**Data section**
━━━
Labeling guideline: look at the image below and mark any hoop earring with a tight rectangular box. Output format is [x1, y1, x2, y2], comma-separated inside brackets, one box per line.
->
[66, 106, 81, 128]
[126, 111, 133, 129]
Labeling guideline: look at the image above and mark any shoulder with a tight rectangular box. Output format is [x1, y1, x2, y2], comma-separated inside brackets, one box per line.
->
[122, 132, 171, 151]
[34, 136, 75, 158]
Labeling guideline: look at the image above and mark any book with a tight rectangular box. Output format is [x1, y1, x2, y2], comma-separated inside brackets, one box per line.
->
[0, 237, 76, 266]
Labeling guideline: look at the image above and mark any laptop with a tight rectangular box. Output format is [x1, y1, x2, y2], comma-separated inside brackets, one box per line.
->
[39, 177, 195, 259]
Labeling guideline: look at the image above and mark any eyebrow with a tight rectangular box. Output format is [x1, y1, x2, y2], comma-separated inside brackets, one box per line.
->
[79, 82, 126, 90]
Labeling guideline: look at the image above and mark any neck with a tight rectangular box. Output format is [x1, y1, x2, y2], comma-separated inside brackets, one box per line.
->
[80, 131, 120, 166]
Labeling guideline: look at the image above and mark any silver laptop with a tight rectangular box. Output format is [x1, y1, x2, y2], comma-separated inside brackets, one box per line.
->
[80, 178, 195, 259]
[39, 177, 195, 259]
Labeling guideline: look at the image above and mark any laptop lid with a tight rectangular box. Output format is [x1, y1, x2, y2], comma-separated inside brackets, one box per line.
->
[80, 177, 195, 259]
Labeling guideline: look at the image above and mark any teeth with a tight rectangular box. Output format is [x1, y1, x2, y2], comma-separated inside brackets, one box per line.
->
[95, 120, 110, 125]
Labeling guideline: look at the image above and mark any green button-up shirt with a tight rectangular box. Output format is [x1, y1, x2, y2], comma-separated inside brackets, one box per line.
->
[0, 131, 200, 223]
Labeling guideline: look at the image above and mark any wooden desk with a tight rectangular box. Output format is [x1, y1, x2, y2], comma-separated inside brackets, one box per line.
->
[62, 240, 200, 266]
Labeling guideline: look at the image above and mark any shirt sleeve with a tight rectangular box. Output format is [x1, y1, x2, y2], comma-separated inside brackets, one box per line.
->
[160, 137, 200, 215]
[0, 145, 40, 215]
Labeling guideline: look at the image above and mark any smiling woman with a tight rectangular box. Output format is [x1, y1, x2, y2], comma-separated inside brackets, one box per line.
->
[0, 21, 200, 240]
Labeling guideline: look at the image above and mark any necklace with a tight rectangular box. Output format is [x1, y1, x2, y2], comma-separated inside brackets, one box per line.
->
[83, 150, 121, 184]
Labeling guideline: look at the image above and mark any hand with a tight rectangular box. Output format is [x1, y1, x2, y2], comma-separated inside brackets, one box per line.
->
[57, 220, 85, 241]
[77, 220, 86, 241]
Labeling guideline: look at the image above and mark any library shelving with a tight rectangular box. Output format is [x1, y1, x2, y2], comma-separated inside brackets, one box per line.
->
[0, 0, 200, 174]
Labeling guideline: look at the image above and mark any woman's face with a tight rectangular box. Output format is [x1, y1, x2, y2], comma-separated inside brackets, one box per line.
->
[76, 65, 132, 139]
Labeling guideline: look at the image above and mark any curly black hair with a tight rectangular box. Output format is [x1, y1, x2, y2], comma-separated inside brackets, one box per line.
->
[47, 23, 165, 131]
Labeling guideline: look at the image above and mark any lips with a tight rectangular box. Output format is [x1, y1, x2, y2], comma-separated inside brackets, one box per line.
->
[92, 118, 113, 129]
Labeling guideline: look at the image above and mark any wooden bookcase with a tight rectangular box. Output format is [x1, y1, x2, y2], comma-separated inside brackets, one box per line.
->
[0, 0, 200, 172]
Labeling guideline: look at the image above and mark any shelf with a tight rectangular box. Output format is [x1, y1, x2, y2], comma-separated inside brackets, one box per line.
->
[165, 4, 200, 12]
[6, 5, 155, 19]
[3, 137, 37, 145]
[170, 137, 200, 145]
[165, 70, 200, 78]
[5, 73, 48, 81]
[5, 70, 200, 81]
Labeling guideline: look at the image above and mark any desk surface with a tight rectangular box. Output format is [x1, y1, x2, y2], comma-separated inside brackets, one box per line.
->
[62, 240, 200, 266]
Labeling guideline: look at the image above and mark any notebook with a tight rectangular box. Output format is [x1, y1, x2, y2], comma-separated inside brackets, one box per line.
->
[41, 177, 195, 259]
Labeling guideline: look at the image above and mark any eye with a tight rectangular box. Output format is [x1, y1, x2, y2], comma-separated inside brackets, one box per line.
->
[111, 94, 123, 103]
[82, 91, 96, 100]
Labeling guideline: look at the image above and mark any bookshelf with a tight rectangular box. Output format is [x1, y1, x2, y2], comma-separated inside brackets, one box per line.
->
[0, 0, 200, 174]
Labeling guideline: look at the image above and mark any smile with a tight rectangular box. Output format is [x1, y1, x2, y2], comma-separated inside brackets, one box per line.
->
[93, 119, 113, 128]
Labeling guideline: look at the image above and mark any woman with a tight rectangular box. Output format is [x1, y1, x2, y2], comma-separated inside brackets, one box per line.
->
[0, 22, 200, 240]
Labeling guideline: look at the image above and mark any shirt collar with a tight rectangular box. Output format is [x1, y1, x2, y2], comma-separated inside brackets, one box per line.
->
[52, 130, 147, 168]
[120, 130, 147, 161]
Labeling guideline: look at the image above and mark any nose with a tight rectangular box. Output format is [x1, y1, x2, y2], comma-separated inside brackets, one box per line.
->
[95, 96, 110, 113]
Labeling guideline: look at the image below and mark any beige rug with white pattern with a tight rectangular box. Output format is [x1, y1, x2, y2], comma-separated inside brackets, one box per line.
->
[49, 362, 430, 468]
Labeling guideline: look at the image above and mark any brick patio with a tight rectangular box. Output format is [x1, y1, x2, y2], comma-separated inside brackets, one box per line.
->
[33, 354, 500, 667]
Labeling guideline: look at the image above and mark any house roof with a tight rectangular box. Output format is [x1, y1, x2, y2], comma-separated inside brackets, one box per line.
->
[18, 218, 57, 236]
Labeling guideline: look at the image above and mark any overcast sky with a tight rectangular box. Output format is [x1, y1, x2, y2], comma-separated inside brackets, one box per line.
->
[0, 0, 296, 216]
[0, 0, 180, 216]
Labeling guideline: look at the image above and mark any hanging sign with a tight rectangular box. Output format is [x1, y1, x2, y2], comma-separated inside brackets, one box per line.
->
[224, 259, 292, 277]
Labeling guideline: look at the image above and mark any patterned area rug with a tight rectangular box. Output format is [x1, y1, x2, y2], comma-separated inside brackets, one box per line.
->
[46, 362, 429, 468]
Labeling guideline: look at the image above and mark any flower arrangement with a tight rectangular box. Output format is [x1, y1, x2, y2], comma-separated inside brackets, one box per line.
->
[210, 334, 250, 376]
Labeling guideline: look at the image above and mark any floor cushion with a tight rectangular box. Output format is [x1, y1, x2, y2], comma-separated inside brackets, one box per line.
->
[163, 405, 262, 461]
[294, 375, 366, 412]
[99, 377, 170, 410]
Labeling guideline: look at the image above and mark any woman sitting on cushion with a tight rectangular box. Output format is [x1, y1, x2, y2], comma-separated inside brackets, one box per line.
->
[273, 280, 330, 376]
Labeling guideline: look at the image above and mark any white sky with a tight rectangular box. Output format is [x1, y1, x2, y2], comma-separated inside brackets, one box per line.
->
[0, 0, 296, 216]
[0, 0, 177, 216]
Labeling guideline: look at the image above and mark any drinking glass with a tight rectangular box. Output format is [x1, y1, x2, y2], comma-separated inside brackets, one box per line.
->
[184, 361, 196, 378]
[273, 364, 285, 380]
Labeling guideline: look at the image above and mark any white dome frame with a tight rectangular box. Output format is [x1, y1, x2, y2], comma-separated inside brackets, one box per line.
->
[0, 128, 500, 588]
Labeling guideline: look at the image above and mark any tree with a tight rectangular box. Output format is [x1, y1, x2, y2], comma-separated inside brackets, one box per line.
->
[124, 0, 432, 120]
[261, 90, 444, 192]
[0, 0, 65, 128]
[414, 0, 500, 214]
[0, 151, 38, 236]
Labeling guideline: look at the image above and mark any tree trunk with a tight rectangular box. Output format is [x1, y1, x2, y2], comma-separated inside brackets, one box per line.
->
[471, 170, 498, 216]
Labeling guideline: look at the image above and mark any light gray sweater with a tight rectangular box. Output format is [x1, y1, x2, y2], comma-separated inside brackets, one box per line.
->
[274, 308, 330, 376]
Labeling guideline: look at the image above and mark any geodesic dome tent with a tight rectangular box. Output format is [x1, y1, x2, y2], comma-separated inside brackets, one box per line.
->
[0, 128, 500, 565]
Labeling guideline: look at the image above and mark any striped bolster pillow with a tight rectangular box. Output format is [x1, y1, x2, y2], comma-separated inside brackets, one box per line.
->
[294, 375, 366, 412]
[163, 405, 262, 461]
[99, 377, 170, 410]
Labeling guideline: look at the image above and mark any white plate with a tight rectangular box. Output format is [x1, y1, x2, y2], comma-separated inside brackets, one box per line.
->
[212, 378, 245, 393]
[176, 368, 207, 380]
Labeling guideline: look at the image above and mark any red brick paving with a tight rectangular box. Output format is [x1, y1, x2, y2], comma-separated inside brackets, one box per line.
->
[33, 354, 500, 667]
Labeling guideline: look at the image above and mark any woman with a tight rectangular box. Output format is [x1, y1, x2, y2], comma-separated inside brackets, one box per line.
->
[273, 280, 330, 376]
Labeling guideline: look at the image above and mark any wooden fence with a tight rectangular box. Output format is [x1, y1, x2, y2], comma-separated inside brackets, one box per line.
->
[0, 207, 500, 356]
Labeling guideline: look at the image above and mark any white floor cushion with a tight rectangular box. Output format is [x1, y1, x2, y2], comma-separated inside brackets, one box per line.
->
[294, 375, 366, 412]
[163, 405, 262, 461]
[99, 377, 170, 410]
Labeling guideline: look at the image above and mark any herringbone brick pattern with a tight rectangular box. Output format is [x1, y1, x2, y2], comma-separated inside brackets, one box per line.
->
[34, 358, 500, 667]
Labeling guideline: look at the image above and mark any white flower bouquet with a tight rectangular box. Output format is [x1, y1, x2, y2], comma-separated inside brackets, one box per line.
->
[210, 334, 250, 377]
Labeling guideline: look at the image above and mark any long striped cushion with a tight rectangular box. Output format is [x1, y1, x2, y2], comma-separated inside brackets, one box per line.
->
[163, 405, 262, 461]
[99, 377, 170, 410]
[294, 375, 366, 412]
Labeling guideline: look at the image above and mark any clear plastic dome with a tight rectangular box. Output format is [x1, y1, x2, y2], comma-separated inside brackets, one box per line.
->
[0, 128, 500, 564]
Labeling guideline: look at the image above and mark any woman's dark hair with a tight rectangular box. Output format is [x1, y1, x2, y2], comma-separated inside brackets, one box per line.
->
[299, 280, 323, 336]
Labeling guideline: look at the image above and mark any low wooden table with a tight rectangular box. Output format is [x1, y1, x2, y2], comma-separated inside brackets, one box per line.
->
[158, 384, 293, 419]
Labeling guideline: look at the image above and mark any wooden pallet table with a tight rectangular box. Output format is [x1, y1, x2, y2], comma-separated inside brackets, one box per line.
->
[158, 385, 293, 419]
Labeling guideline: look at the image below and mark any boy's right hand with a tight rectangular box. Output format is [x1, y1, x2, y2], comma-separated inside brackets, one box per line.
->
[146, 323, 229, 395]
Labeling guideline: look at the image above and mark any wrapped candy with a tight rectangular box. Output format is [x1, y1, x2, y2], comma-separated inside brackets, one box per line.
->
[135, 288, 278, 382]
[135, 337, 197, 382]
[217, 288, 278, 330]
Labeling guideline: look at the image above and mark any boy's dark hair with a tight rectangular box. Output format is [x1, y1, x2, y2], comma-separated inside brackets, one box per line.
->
━━━
**Instructions for the task**
Please rewrite the entries between the lines holding "Labeling guideline: look at the image above and mark any light" and "[176, 368, 207, 380]", inclusive, keeping each request as is and shifting every box coordinate in the answers by -4.

**Task solution**
Labeling guideline: look at the image above and mark any light gray sweater with a tight rectangular box. Output format is [x1, y1, x2, y2], comma-separated inside brackets, one box per line.
->
[270, 304, 326, 372]
Labeling guideline: look at the image above and mark any geodesic dome tent with a tight rectangular box. Output format is [x1, y1, x2, y2], comma-separated inside brackets, one box per line.
->
[-4, 124, 496, 561]
Labeling guideline: look at the image above and mark any striped bolster pillow with a tight rectangular box. Output format is [x1, y1, x2, y2], comma-separated inside brackets, one box per line.
->
[290, 371, 362, 408]
[159, 401, 258, 457]
[95, 373, 166, 406]
Labeling guideline: look at the image above and mark any white plate with a tight rectangular box. Output format is [x1, y1, x2, y2], comma-separated inside brackets, one box per line.
->
[208, 374, 241, 389]
[172, 364, 203, 376]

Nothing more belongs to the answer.